### [INSTRUCTIONS TO FOLLOW]
Looking at the listing below, retype exactly the lines starting at the one containing "Segment out terracotta" and ending at the one containing "Segment out potted", both included, and nothing else.

### [PROVIDED INFORMATION]
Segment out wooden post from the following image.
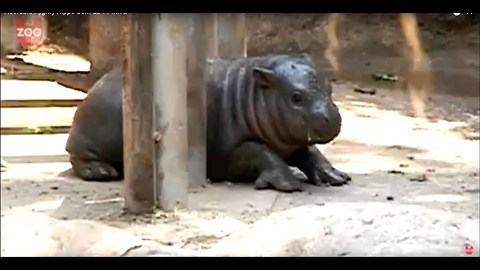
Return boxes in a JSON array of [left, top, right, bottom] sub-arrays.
[[217, 13, 246, 57], [152, 14, 189, 211], [121, 14, 155, 214], [89, 14, 121, 72], [186, 14, 218, 189]]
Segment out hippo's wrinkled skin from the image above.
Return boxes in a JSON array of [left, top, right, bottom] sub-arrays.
[[66, 54, 351, 192], [206, 54, 350, 192]]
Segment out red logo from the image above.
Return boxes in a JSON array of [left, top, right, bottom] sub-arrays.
[[16, 15, 47, 49], [465, 245, 474, 255]]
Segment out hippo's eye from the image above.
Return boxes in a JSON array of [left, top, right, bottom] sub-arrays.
[[291, 91, 303, 105]]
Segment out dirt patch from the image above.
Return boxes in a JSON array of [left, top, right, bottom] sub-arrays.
[[247, 13, 480, 100]]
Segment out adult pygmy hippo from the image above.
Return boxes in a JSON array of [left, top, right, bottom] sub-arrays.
[[66, 54, 351, 192]]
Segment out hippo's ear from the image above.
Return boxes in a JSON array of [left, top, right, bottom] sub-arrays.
[[300, 53, 311, 59], [299, 53, 314, 64], [252, 67, 276, 87]]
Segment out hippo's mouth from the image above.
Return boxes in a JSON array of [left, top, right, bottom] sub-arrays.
[[306, 126, 341, 145], [303, 114, 341, 145], [308, 136, 336, 145]]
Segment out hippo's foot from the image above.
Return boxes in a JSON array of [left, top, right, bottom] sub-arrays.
[[70, 157, 121, 181], [315, 165, 351, 186], [229, 141, 303, 193], [288, 146, 351, 187], [254, 169, 303, 192]]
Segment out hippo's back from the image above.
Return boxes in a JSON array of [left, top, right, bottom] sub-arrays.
[[66, 68, 123, 165]]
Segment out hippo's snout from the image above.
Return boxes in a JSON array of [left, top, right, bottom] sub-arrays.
[[309, 102, 342, 144]]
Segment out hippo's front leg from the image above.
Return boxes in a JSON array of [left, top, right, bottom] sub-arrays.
[[288, 146, 351, 186], [229, 141, 303, 192]]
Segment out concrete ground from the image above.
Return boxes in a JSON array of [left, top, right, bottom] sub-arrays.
[[1, 80, 479, 256]]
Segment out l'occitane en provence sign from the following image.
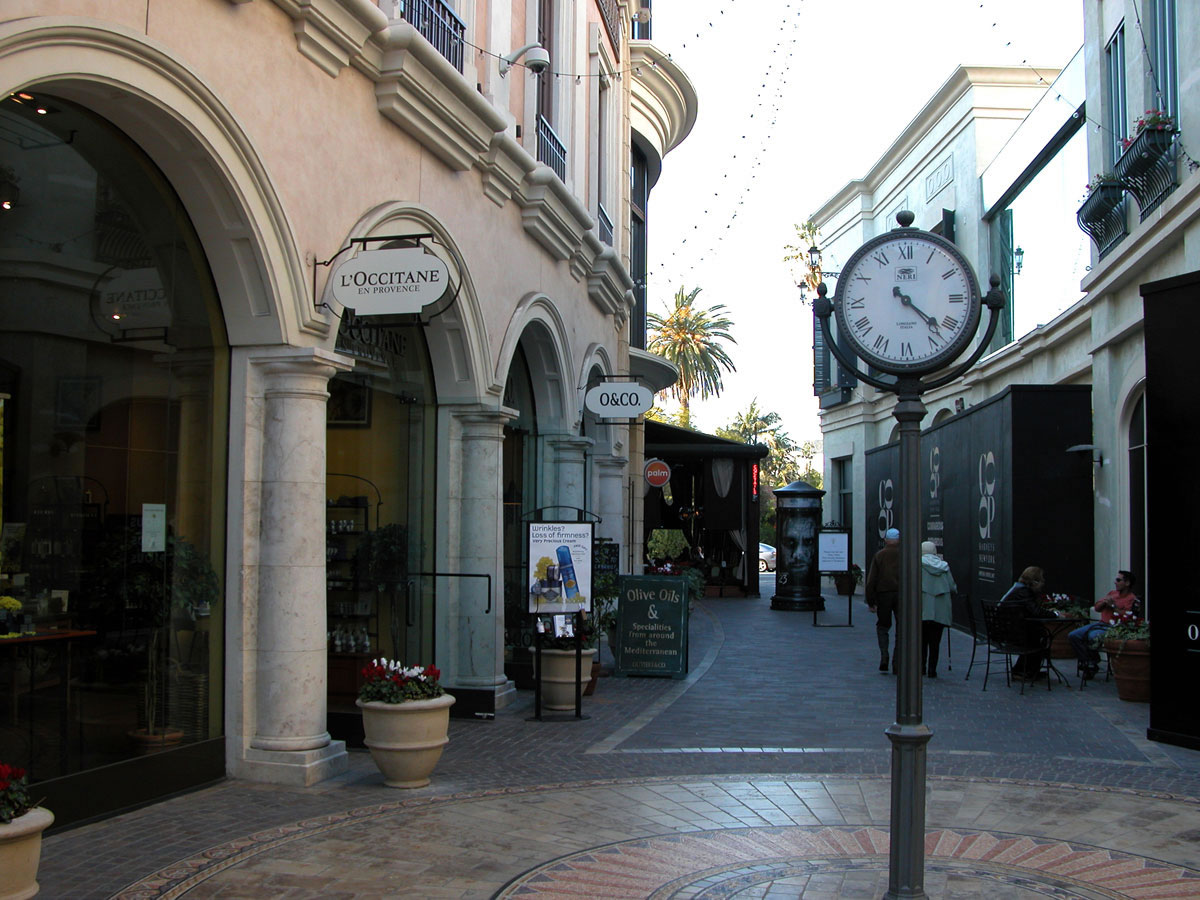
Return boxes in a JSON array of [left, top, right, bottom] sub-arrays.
[[331, 248, 449, 315]]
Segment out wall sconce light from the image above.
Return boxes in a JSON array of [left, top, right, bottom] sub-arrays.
[[808, 244, 822, 270], [1014, 245, 1024, 275], [499, 43, 550, 77], [0, 180, 17, 211]]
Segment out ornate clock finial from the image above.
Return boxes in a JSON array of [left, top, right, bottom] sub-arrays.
[[896, 210, 915, 228]]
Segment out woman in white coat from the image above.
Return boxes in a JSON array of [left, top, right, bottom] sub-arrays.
[[920, 540, 956, 678]]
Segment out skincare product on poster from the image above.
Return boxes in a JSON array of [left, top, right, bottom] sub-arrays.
[[556, 545, 578, 599]]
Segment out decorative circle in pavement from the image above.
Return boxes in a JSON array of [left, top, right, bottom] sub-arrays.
[[495, 827, 1200, 899]]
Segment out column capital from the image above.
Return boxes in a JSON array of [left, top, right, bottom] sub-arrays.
[[594, 454, 629, 471], [450, 404, 519, 433], [544, 433, 595, 455], [249, 347, 355, 393]]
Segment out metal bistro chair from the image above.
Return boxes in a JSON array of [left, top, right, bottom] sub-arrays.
[[953, 591, 989, 681], [979, 599, 1050, 694]]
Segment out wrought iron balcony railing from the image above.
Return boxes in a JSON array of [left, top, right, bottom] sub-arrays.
[[597, 204, 614, 245], [595, 0, 622, 58], [395, 0, 465, 72], [1076, 183, 1128, 259], [537, 115, 567, 182], [1114, 127, 1177, 221]]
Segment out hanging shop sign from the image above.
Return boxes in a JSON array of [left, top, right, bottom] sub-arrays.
[[331, 247, 449, 315], [584, 382, 654, 418], [644, 458, 671, 488], [527, 521, 594, 614]]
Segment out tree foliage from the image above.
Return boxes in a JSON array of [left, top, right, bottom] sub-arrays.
[[647, 286, 737, 427], [714, 398, 821, 490]]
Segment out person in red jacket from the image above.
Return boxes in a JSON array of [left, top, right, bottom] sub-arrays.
[[1069, 570, 1140, 680]]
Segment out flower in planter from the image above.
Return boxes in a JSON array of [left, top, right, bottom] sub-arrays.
[[0, 761, 34, 824], [1084, 172, 1121, 197], [1122, 109, 1176, 150], [1091, 607, 1150, 648], [358, 658, 445, 703]]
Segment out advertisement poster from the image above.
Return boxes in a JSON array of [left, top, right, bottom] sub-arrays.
[[527, 522, 594, 614]]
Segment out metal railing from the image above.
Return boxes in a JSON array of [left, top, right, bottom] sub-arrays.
[[395, 0, 466, 72], [595, 0, 622, 57], [597, 203, 613, 245], [537, 115, 567, 182]]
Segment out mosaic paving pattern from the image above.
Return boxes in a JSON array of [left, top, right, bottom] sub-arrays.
[[498, 827, 1200, 898], [111, 775, 1200, 899]]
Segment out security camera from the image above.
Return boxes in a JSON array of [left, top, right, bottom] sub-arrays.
[[524, 46, 550, 74], [500, 42, 550, 77]]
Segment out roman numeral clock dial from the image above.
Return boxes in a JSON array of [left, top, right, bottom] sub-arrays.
[[833, 229, 982, 375]]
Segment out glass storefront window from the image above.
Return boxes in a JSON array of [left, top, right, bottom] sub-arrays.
[[0, 92, 228, 805], [325, 317, 436, 724]]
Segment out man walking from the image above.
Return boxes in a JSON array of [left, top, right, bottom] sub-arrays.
[[866, 527, 901, 672]]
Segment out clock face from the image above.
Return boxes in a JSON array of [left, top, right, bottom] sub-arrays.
[[833, 230, 982, 374]]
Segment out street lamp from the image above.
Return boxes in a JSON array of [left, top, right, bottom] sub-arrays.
[[1014, 245, 1025, 275]]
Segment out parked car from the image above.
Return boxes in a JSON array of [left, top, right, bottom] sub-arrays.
[[758, 543, 776, 572]]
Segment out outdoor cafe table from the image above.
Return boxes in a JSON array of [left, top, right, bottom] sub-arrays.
[[1030, 617, 1086, 688]]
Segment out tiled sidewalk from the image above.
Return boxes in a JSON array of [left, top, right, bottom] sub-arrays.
[[38, 591, 1200, 898]]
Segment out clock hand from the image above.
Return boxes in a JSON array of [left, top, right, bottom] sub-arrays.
[[892, 287, 941, 334]]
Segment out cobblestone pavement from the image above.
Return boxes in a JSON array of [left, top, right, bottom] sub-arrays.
[[38, 588, 1200, 898]]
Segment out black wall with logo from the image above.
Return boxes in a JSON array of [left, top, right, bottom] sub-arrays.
[[865, 385, 1093, 629], [1144, 270, 1200, 750]]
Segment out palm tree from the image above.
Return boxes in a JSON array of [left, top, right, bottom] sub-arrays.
[[717, 399, 804, 488], [647, 286, 737, 427]]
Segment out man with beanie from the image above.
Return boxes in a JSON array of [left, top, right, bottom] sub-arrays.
[[866, 527, 901, 672], [920, 540, 956, 678]]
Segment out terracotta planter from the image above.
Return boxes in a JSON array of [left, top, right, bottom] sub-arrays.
[[128, 727, 185, 755], [0, 807, 54, 900], [1048, 629, 1074, 659], [1105, 638, 1150, 702], [583, 659, 601, 695], [538, 648, 597, 710], [833, 575, 858, 596], [357, 694, 455, 788]]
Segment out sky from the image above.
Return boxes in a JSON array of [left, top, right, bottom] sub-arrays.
[[645, 0, 1085, 446]]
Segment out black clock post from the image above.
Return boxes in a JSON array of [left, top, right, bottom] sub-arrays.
[[813, 211, 1005, 899]]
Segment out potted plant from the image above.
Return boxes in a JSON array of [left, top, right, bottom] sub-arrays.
[[356, 658, 454, 788], [833, 563, 863, 597], [119, 535, 220, 752], [0, 760, 53, 899], [1042, 593, 1090, 658], [1095, 609, 1150, 702], [537, 617, 597, 710], [1121, 109, 1175, 153]]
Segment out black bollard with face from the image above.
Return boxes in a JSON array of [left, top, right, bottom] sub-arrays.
[[770, 479, 826, 611]]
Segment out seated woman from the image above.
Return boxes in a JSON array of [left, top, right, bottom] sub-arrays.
[[999, 566, 1048, 679], [1069, 570, 1139, 680]]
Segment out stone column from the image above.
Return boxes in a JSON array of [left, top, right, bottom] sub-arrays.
[[449, 409, 514, 703], [545, 434, 594, 516], [243, 349, 350, 785], [593, 455, 628, 550]]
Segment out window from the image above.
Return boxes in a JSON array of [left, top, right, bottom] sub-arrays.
[[1105, 23, 1128, 166], [597, 75, 613, 245], [833, 456, 853, 533], [1128, 393, 1146, 600], [1148, 0, 1177, 120], [630, 144, 649, 349]]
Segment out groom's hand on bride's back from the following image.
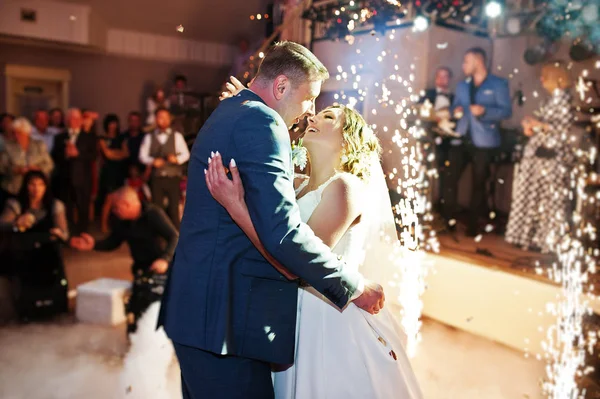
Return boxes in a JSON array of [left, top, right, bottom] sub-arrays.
[[353, 280, 385, 314]]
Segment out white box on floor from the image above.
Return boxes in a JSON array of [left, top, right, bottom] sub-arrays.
[[76, 278, 131, 325]]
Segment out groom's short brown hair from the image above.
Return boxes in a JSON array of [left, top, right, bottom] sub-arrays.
[[253, 41, 329, 87]]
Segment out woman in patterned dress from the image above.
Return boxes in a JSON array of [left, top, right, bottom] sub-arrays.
[[505, 62, 575, 253]]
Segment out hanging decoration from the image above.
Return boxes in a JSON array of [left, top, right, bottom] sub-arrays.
[[302, 0, 408, 40]]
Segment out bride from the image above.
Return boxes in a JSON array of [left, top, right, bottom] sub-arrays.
[[205, 95, 423, 398]]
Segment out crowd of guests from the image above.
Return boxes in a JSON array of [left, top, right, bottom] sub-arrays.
[[0, 79, 193, 323], [421, 47, 583, 254]]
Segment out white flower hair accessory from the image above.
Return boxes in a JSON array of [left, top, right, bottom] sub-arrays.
[[291, 139, 308, 171]]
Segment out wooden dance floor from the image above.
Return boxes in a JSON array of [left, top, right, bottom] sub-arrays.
[[426, 230, 600, 393], [436, 230, 600, 296]]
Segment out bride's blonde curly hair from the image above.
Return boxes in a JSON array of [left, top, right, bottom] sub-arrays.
[[326, 105, 382, 180]]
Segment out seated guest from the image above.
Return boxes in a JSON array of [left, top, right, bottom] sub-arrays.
[[0, 171, 69, 321], [70, 186, 178, 334], [505, 62, 575, 253], [52, 108, 97, 234], [0, 117, 54, 197]]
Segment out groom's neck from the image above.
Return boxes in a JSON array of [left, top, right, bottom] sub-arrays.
[[250, 86, 287, 124]]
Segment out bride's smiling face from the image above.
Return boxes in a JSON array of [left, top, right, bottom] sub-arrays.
[[303, 107, 345, 151]]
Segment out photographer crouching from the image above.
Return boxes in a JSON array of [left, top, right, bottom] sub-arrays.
[[70, 186, 178, 334]]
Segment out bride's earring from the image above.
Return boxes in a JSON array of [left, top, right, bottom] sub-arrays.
[[340, 148, 349, 165]]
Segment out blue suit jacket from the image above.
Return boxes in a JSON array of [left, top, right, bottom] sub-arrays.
[[158, 90, 361, 365], [452, 74, 512, 148]]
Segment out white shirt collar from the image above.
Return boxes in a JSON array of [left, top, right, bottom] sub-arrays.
[[155, 127, 172, 135]]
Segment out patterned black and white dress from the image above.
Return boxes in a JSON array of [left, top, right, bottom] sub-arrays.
[[505, 89, 575, 253]]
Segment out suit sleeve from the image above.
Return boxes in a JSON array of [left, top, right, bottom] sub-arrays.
[[418, 89, 434, 105], [232, 109, 361, 309], [148, 207, 179, 262], [51, 134, 65, 166], [79, 132, 98, 162], [94, 225, 124, 251], [479, 79, 512, 122]]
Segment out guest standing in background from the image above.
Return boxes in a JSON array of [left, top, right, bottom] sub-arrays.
[[1, 113, 16, 145], [419, 66, 455, 215], [169, 75, 189, 110], [146, 89, 170, 128], [123, 111, 146, 171], [81, 110, 100, 221], [505, 62, 575, 253], [168, 75, 200, 135], [48, 108, 65, 132], [0, 118, 54, 197], [445, 48, 512, 236], [139, 107, 189, 229], [31, 110, 58, 153], [97, 114, 129, 217], [420, 66, 455, 112], [52, 108, 97, 235], [0, 113, 16, 210]]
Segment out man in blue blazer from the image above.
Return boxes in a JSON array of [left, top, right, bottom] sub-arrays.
[[443, 47, 512, 236], [157, 42, 385, 398]]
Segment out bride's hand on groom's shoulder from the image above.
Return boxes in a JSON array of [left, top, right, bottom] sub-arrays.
[[353, 280, 385, 315], [219, 76, 246, 101]]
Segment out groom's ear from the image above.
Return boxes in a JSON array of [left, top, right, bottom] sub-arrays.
[[273, 75, 290, 100]]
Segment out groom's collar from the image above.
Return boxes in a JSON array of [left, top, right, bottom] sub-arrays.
[[238, 89, 266, 105]]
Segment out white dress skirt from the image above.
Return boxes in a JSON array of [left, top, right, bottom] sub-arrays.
[[273, 176, 423, 399]]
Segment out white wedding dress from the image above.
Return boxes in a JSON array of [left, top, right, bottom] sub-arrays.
[[273, 175, 423, 399]]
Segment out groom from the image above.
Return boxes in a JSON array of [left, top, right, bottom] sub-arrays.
[[158, 41, 385, 398]]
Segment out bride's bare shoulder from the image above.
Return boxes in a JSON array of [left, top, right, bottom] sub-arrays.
[[331, 172, 365, 190], [322, 173, 366, 208]]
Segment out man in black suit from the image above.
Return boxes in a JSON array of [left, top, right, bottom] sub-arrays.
[[419, 66, 455, 218], [123, 111, 146, 171], [52, 108, 97, 234], [420, 66, 454, 112]]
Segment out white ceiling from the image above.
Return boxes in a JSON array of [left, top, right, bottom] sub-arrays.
[[56, 0, 270, 44]]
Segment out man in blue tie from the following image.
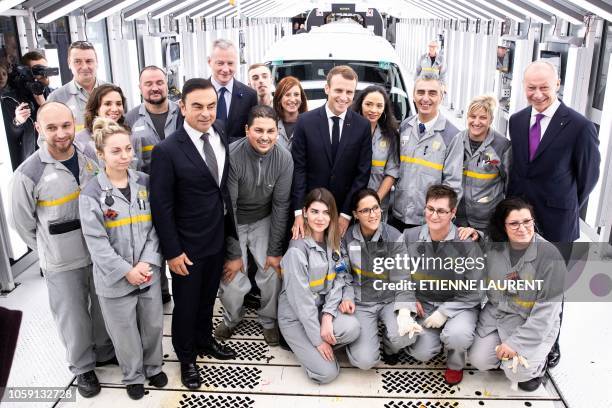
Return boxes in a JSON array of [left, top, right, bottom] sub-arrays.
[[207, 39, 258, 143], [507, 60, 601, 368], [390, 74, 463, 232]]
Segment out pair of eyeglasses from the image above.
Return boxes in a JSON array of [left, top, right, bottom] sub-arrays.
[[425, 206, 451, 216], [356, 205, 381, 215], [505, 219, 534, 230]]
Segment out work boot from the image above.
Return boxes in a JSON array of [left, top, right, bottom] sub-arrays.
[[263, 326, 280, 346], [213, 321, 234, 340], [148, 371, 168, 388], [518, 376, 543, 391], [76, 370, 101, 398]]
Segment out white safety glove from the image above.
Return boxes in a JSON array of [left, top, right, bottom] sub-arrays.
[[396, 309, 423, 338], [510, 355, 530, 373], [423, 309, 448, 329]]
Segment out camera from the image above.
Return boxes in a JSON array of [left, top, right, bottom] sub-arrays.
[[9, 64, 59, 96]]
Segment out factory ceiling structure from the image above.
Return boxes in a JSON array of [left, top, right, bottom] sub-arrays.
[[1, 0, 611, 24]]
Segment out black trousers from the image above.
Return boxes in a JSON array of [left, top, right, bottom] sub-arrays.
[[171, 250, 224, 363]]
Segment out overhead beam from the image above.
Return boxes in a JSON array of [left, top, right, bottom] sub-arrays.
[[452, 0, 506, 21], [123, 0, 175, 21], [503, 0, 552, 24], [0, 0, 26, 15], [529, 0, 584, 25], [86, 0, 141, 22], [403, 0, 454, 20], [430, 0, 481, 20], [569, 0, 612, 23], [196, 2, 232, 18], [37, 0, 92, 24], [151, 0, 200, 19], [471, 0, 527, 23], [172, 0, 220, 19]]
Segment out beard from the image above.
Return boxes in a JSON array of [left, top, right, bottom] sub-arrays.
[[144, 94, 167, 105]]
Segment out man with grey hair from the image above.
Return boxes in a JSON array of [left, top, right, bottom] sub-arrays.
[[507, 59, 600, 371], [208, 38, 257, 143], [415, 39, 446, 84]]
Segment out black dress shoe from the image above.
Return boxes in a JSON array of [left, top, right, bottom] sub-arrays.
[[148, 371, 168, 388], [76, 370, 101, 398], [382, 351, 400, 366], [198, 339, 236, 360], [126, 384, 145, 400], [95, 356, 119, 367], [180, 363, 201, 390], [547, 342, 561, 368], [518, 376, 543, 392]]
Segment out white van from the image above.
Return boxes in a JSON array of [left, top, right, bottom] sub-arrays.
[[264, 20, 415, 120]]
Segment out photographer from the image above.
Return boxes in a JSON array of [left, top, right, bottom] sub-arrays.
[[1, 51, 56, 170]]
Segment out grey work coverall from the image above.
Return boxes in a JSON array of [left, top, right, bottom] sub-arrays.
[[468, 235, 564, 383], [9, 144, 114, 374], [80, 169, 164, 385], [278, 238, 360, 384], [404, 224, 483, 370], [456, 128, 511, 229], [343, 223, 418, 369]]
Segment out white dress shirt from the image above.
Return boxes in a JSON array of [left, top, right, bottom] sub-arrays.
[[183, 121, 226, 185], [325, 103, 348, 142], [530, 99, 560, 140], [211, 77, 234, 117], [417, 113, 439, 134]]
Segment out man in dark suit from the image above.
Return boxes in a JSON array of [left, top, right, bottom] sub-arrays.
[[291, 65, 372, 237], [208, 38, 258, 143], [507, 60, 600, 368], [508, 60, 600, 244], [150, 78, 238, 390]]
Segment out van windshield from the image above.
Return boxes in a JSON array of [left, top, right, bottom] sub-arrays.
[[270, 60, 411, 120]]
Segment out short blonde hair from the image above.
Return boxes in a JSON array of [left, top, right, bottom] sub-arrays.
[[467, 94, 497, 123], [91, 117, 130, 153]]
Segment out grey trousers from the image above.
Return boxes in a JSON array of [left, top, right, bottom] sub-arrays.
[[45, 265, 114, 375], [346, 301, 417, 369], [408, 303, 478, 370], [280, 312, 360, 384], [468, 326, 554, 383], [97, 278, 164, 384], [219, 216, 280, 329]]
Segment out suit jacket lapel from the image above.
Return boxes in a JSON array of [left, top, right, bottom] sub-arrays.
[[533, 102, 570, 161], [517, 107, 532, 165], [318, 106, 333, 165]]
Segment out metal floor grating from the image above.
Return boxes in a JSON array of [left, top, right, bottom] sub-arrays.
[[2, 270, 576, 408]]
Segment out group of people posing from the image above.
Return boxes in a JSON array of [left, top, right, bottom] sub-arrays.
[[8, 37, 600, 400]]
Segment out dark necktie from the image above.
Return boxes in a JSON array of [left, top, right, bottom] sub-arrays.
[[529, 113, 545, 161], [200, 132, 219, 184], [418, 122, 426, 134], [331, 116, 340, 161], [217, 87, 228, 122]]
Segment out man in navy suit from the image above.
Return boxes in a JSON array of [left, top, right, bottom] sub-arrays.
[[149, 78, 238, 390], [508, 60, 600, 244], [507, 60, 600, 368], [291, 65, 372, 237], [208, 38, 258, 143]]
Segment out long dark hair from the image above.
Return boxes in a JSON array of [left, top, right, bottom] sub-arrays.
[[352, 85, 399, 157], [488, 197, 536, 243], [84, 84, 129, 132], [303, 188, 340, 252]]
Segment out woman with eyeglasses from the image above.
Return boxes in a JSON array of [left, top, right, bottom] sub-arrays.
[[403, 184, 483, 385], [456, 95, 511, 230], [468, 197, 564, 392], [352, 86, 399, 221], [273, 76, 308, 150], [278, 188, 360, 384], [342, 189, 422, 369], [75, 84, 142, 170]]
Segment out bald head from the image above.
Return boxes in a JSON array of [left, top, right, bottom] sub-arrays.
[[36, 102, 76, 159], [523, 60, 560, 112]]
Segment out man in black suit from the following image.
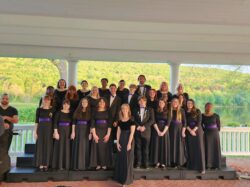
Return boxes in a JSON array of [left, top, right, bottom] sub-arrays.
[[107, 84, 121, 152], [99, 78, 110, 98], [124, 84, 139, 117], [134, 96, 155, 169], [135, 75, 151, 98]]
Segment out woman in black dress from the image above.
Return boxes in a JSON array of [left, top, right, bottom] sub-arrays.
[[186, 99, 205, 174], [52, 100, 72, 170], [172, 83, 189, 101], [77, 80, 91, 100], [38, 86, 55, 107], [202, 103, 221, 169], [87, 86, 100, 112], [90, 97, 112, 170], [114, 104, 136, 186], [54, 79, 67, 111], [179, 94, 187, 111], [71, 98, 92, 170], [147, 89, 158, 113], [157, 81, 172, 102], [150, 99, 170, 168], [167, 98, 187, 168], [116, 80, 129, 105], [65, 85, 79, 115], [34, 95, 54, 171]]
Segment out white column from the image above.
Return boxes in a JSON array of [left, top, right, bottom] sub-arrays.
[[67, 59, 78, 86], [169, 62, 180, 93]]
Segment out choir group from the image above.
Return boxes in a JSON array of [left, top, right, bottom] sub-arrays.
[[33, 74, 222, 186]]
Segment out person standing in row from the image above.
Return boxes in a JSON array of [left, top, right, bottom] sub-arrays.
[[147, 89, 158, 113], [173, 83, 189, 101], [52, 100, 72, 170], [157, 81, 172, 103], [38, 86, 55, 107], [99, 78, 110, 98], [114, 104, 136, 186], [77, 80, 91, 100], [116, 80, 129, 105], [107, 84, 121, 152], [0, 93, 18, 180], [135, 75, 151, 97], [185, 99, 205, 174], [71, 98, 92, 170], [150, 99, 170, 168], [168, 98, 186, 168], [87, 86, 100, 112], [54, 79, 67, 111], [90, 98, 112, 170], [34, 95, 54, 171], [65, 85, 79, 115], [134, 96, 155, 169], [202, 103, 221, 170], [124, 84, 139, 117]]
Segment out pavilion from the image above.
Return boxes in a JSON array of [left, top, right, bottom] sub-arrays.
[[1, 0, 250, 93]]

### [SOLUTION FOR THIS PROBLEM]
Segment out terracotta planter from the image above.
Return boxes in a JSON array of [left, top, right, bottom] sub-arrays.
[[128, 727, 185, 755], [0, 807, 54, 900], [1048, 629, 1074, 659], [1105, 638, 1150, 702], [583, 659, 601, 695], [538, 648, 597, 710], [833, 575, 858, 596], [357, 694, 455, 788]]
Segment out sky from the image above.
Return boxes in a JSON array of [left, top, right, bottom] sub-arrays.
[[645, 0, 1085, 446]]
Segment out black clock post from the image above.
Return boxes in a JSON array of [left, top, right, bottom] sub-arrays.
[[813, 211, 1005, 899]]
Segment out potted plant from the image above.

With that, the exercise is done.